**What needs to be done**
In the listing below, how many lines include "waterfall"? Give the number and no other text.
**** Data for this task
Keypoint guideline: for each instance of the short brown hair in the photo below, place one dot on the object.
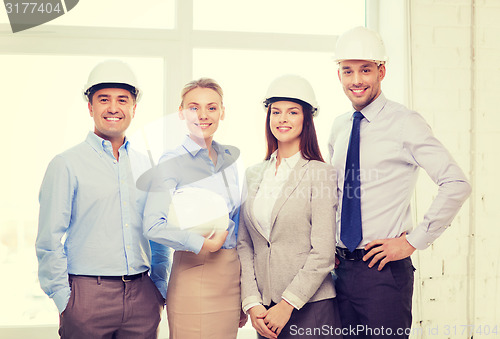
(201, 83)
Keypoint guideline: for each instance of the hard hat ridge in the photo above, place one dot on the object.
(291, 87)
(112, 74)
(361, 43)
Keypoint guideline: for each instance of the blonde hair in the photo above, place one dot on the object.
(201, 83)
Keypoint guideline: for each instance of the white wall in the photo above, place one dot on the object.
(455, 69)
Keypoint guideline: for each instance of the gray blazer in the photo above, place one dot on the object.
(295, 262)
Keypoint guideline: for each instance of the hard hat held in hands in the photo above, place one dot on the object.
(361, 43)
(112, 72)
(291, 86)
(198, 210)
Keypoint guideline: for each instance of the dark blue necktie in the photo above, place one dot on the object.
(350, 229)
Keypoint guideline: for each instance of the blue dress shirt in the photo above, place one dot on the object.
(90, 219)
(189, 165)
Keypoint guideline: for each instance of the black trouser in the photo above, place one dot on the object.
(372, 303)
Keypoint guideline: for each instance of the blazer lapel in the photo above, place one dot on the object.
(289, 187)
(255, 178)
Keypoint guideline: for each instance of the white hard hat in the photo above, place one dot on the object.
(198, 210)
(112, 74)
(294, 88)
(360, 43)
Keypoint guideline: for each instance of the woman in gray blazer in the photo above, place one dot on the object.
(286, 240)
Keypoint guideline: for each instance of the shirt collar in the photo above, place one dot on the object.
(193, 148)
(371, 111)
(99, 144)
(290, 161)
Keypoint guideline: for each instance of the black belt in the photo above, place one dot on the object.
(345, 254)
(124, 278)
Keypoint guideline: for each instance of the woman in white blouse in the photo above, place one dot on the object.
(286, 241)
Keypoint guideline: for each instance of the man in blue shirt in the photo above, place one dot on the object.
(93, 258)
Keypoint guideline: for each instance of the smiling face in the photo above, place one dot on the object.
(112, 109)
(286, 121)
(361, 81)
(202, 110)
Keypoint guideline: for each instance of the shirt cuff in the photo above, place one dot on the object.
(61, 298)
(161, 285)
(194, 242)
(249, 306)
(420, 239)
(250, 302)
(292, 299)
(291, 303)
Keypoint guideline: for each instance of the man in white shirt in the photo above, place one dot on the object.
(377, 149)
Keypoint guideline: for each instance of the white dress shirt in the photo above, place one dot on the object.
(270, 188)
(394, 143)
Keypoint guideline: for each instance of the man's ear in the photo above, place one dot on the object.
(181, 113)
(223, 114)
(91, 111)
(381, 71)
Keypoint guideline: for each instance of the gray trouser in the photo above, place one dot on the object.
(102, 308)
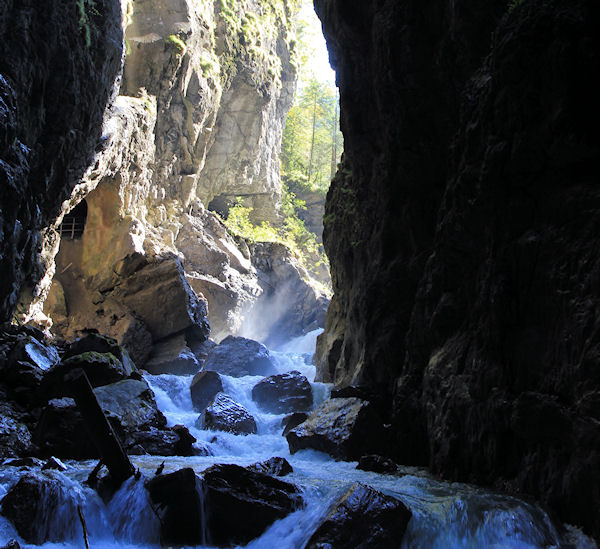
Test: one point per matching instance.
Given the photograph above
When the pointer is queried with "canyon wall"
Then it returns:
(59, 69)
(462, 232)
(205, 92)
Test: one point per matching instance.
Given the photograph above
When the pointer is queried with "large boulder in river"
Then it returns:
(344, 428)
(132, 401)
(205, 386)
(239, 356)
(277, 466)
(362, 517)
(176, 499)
(241, 504)
(283, 393)
(61, 432)
(172, 356)
(225, 414)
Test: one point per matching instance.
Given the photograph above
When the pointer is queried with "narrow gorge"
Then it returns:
(177, 370)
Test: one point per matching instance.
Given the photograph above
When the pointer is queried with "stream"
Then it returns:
(445, 515)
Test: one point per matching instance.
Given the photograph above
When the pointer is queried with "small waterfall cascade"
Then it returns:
(445, 515)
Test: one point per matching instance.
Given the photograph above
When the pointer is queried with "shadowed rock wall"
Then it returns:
(462, 232)
(58, 68)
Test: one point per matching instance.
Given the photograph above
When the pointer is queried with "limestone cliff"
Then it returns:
(205, 92)
(462, 234)
(59, 63)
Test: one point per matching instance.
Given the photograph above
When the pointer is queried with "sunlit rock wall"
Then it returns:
(462, 233)
(205, 92)
(58, 70)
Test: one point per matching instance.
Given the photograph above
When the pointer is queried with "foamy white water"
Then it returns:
(445, 516)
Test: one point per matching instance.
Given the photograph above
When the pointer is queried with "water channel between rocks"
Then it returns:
(445, 515)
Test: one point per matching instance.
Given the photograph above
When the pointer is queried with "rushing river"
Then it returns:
(445, 515)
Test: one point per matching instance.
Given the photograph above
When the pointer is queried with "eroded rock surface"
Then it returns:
(341, 427)
(461, 230)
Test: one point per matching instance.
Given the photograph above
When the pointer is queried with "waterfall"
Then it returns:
(444, 515)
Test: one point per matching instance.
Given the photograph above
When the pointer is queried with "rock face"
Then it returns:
(205, 92)
(341, 427)
(362, 517)
(283, 393)
(461, 234)
(176, 499)
(241, 504)
(205, 386)
(58, 71)
(224, 414)
(240, 356)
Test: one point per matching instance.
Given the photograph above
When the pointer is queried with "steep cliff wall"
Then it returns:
(466, 277)
(58, 66)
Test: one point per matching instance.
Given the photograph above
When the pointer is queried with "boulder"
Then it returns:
(170, 441)
(377, 464)
(177, 501)
(132, 401)
(344, 428)
(224, 414)
(283, 393)
(172, 356)
(239, 356)
(61, 432)
(204, 387)
(277, 466)
(100, 368)
(362, 517)
(241, 504)
(293, 420)
(34, 504)
(15, 438)
(101, 344)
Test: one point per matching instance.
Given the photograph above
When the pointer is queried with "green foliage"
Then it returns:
(292, 233)
(85, 9)
(177, 43)
(312, 142)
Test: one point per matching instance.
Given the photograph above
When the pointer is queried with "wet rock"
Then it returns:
(377, 464)
(273, 466)
(224, 414)
(101, 344)
(177, 500)
(362, 517)
(172, 356)
(205, 386)
(283, 393)
(23, 462)
(241, 504)
(100, 368)
(54, 463)
(343, 427)
(15, 438)
(285, 280)
(132, 401)
(33, 505)
(61, 432)
(239, 356)
(293, 420)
********
**Solution to the exercise**
2